* [Task instructions] Nothing in the data may be altered, so output all of it exactly.

* [Listed entries]
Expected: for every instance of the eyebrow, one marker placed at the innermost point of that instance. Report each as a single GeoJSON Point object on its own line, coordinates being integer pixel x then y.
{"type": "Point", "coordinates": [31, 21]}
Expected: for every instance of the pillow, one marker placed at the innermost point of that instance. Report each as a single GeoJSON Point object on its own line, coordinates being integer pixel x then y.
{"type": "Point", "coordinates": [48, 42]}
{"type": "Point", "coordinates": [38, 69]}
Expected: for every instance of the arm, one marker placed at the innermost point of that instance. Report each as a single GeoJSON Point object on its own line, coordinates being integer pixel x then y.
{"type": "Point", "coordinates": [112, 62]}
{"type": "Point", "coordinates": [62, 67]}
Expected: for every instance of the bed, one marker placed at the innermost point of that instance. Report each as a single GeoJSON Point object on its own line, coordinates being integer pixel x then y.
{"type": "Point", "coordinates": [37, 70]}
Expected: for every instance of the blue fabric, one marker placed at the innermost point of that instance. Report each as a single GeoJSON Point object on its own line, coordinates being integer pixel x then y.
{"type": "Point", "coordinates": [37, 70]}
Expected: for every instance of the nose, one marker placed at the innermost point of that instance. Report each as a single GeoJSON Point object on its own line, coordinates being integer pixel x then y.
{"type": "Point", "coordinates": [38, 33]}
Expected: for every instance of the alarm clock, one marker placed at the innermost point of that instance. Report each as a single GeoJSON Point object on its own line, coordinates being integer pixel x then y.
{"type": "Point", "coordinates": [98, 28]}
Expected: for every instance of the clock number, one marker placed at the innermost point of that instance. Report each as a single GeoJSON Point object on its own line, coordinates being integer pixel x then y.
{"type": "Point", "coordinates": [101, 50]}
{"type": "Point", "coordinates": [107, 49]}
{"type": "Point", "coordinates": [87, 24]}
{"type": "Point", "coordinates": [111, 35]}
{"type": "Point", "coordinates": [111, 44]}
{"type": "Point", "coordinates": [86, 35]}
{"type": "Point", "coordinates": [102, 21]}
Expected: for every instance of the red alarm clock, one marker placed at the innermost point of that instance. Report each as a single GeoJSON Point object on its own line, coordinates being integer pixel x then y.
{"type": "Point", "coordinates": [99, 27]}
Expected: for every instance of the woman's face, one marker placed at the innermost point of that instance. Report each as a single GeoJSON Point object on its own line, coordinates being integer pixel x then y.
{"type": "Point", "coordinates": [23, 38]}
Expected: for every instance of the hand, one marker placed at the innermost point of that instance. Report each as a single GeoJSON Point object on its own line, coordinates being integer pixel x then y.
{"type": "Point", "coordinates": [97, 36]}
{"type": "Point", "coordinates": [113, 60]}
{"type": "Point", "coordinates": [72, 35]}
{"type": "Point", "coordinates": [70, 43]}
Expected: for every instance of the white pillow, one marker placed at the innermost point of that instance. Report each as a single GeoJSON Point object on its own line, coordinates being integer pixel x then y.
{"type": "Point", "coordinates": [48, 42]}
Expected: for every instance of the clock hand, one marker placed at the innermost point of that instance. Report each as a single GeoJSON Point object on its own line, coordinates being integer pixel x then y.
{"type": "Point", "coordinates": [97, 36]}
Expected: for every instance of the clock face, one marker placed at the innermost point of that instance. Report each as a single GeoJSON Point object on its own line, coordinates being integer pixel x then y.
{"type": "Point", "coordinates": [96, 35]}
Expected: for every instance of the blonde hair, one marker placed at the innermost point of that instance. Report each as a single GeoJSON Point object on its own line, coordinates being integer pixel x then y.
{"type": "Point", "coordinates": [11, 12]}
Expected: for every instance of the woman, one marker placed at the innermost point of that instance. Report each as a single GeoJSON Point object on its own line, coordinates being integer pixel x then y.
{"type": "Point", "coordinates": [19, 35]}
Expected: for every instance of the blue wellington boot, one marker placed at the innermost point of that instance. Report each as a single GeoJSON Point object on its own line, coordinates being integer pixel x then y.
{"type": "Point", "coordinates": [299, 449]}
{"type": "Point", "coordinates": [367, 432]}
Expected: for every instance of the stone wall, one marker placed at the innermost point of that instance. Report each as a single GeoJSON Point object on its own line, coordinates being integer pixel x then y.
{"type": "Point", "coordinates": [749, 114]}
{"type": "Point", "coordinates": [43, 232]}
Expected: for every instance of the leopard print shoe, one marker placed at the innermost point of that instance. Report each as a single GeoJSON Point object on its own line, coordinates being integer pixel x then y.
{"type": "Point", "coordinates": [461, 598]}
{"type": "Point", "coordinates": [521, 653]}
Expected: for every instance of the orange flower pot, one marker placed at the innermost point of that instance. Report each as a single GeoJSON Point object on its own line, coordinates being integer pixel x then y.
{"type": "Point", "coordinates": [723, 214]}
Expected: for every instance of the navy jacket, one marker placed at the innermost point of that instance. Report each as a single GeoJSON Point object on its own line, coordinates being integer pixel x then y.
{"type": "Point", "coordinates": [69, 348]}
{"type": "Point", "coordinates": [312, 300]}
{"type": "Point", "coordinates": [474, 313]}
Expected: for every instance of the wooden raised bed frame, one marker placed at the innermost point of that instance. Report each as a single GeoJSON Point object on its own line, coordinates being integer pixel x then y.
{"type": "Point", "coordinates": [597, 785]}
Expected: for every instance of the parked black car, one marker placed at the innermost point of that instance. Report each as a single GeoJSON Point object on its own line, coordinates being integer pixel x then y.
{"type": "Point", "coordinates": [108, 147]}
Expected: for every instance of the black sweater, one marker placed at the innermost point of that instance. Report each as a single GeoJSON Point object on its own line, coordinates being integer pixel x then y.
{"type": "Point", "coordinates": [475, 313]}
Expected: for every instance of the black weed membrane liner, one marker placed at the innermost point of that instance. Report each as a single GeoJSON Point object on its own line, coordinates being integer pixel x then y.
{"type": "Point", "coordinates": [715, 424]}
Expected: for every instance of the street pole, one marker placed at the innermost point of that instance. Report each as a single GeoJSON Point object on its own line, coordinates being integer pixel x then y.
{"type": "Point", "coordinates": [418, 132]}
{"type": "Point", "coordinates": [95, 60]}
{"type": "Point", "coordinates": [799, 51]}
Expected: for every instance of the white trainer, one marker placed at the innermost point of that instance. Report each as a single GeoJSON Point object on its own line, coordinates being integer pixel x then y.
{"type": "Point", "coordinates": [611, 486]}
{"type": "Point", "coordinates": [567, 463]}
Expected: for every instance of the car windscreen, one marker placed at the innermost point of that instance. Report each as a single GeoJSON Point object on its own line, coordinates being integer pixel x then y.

* [Solved problem]
Expected: for every instance of the eyebrow, one marker placed at the innermost point of that instance. Report each as a single GeoJSON Point object on its own line, coordinates being integer pixel x then y.
{"type": "Point", "coordinates": [31, 21]}
Expected: for every instance of the pillow, one marker placed at the innermost point of that instance. Report each as a single GeoJSON Point object on its own line, coordinates being integer pixel x then y.
{"type": "Point", "coordinates": [48, 42]}
{"type": "Point", "coordinates": [38, 69]}
Expected: for every instance of the arm, one marker placed at the innermost point of that instance. Report each as a single GeoJSON Point object on its own line, coordinates being integer pixel x then y.
{"type": "Point", "coordinates": [112, 62]}
{"type": "Point", "coordinates": [62, 67]}
Expected: for every instance of the bed, one marker placed at the innermost point of that instance. Report each as a single GeoJSON Point object on its own line, coordinates being integer pixel x then y.
{"type": "Point", "coordinates": [37, 70]}
Expected: for every instance of the blue fabric, one marker placed at the innermost point of that instance. Report each as a single GeoJSON Point object on its own line, coordinates being integer pixel x then y.
{"type": "Point", "coordinates": [37, 70]}
Expected: for every instance of the nose, one marker placed at the innermost point of that instance. Report each as a single GeoJSON Point object on its own line, coordinates being integer pixel x then y.
{"type": "Point", "coordinates": [38, 33]}
Expected: for every instance of the alarm clock, one marker placed at the innermost point of that instance. Report each as a single GeoJSON Point object on its own line, coordinates being integer pixel x then y.
{"type": "Point", "coordinates": [98, 28]}
Expected: for every instance of the clock number, one marker placed at the innermost point of that instance. Report each as a single GeoJSON Point object on its own line, coordinates being integer pixel x then y.
{"type": "Point", "coordinates": [101, 50]}
{"type": "Point", "coordinates": [107, 49]}
{"type": "Point", "coordinates": [87, 24]}
{"type": "Point", "coordinates": [111, 35]}
{"type": "Point", "coordinates": [111, 44]}
{"type": "Point", "coordinates": [86, 35]}
{"type": "Point", "coordinates": [102, 21]}
Expected: for every instance of the red alarm clock, one marker placed at the innermost point of that instance. Report each as a single GeoJSON Point object on its own line, coordinates being integer pixel x then y.
{"type": "Point", "coordinates": [99, 27]}
Expected: for every instance of the woman's face, one marker placed at the innermost point of that instance. Report each as a single GeoJSON Point object on its own line, coordinates being integer pixel x then y.
{"type": "Point", "coordinates": [23, 38]}
Expected: for every instance of the hand, one marker placed at the innermost point of that instance. Report each as a single GeoJSON Point object on its own line, coordinates being integer pixel x then y.
{"type": "Point", "coordinates": [97, 36]}
{"type": "Point", "coordinates": [113, 60]}
{"type": "Point", "coordinates": [72, 35]}
{"type": "Point", "coordinates": [70, 43]}
Expected: for every instance of the white pillow, one marker placed at the innermost point of that instance. Report each as a single GeoJSON Point object on its own line, coordinates being integer pixel x then y.
{"type": "Point", "coordinates": [48, 42]}
Expected: for every instance of the clock hand, one marker placed at the innermost point of that instance. Report each as a single GeoJSON Point object on its own line, coordinates being integer pixel x then y.
{"type": "Point", "coordinates": [97, 36]}
Expected: for every instance of the clock face, one marker placed at the innermost point of that instance. Report each as a single GeoJSON Point object on its own line, coordinates being integer pixel x then y.
{"type": "Point", "coordinates": [96, 35]}
Expected: for every instance of the blonde hair, one marker placed at the innermost point of that instance. Report each as a single GeoJSON Point object on its own line, coordinates being integer pixel x then y.
{"type": "Point", "coordinates": [11, 12]}
Expected: for every instance of the woman, one marker placed at the innermost point of that instance. Report each as a single GeoJSON Point object on its own line, coordinates being integer pixel x then y.
{"type": "Point", "coordinates": [19, 35]}
Expected: for every instance of the blue wellington boot, one marker placed at the innermost point of that instance. Report each as a single GeoJSON Point object on its own line, coordinates being integer pixel x then y.
{"type": "Point", "coordinates": [299, 449]}
{"type": "Point", "coordinates": [367, 432]}
Expected: for every instance of the stone wall, one marker placed at the innermost point of that instance. Report each as a single GeoJSON Point object on its own line, coordinates being integer pixel x then y.
{"type": "Point", "coordinates": [749, 114]}
{"type": "Point", "coordinates": [43, 232]}
Expected: for every instance of the leopard print shoe, one marker placed at the innermost point of that instance. Report each as a single GeoJSON Point object on its own line, coordinates being integer pixel x then y.
{"type": "Point", "coordinates": [461, 598]}
{"type": "Point", "coordinates": [521, 653]}
Expected: for every instance of the orange flower pot, one marker placed at the innermost point of that instance. Report each as a single GeoJSON Point object on its own line, coordinates being integer pixel x then y.
{"type": "Point", "coordinates": [723, 214]}
Expected: for every instance of the navy jacket, one marker placed at the innermost point of that instance. Report each as a single GeoJSON Point object on its own line, coordinates being integer pixel x then y.
{"type": "Point", "coordinates": [69, 348]}
{"type": "Point", "coordinates": [312, 300]}
{"type": "Point", "coordinates": [474, 313]}
Expected: for every instance of the wooden raised bed frame, one marker placed at the innermost point of that instance. Report each as a single GeoJSON Point object on its own line, coordinates being integer pixel x then y.
{"type": "Point", "coordinates": [597, 785]}
Expected: for every instance of the parked black car, one marker placed at the innermost point of that instance. Report each as a single GeoJSON Point object on its own line, coordinates being integer pixel x then y.
{"type": "Point", "coordinates": [108, 147]}
Expected: for every instance of the black sweater, one marker placed at the innermost point of that instance. Report each as a single GeoJSON Point object on its own line, coordinates being integer pixel x then y.
{"type": "Point", "coordinates": [475, 313]}
Expected: for every instance of the black weed membrane liner, one marker placed at the innermost point of that instance. Report each as a single GeoJSON Point object on its own line, coordinates being integer pixel x then y.
{"type": "Point", "coordinates": [715, 424]}
Expected: for every instance of the street pole, one marker placed at the innermost point of that instance. Report each as a single GeoJSON Point object on its own line, coordinates being integer pixel x then y.
{"type": "Point", "coordinates": [418, 132]}
{"type": "Point", "coordinates": [95, 60]}
{"type": "Point", "coordinates": [799, 51]}
Expected: for every instance of the white trainer, one marker placed at the innermost point of that instance. Report each as a single GeoJSON Point object on its own line, coordinates being integer pixel x then y.
{"type": "Point", "coordinates": [611, 486]}
{"type": "Point", "coordinates": [567, 463]}
Expected: for every instance of the car windscreen, one marker placed at the innermost point of that instance. Report each as a single GeoJSON Point object on its own line, coordinates being integer pixel x then y.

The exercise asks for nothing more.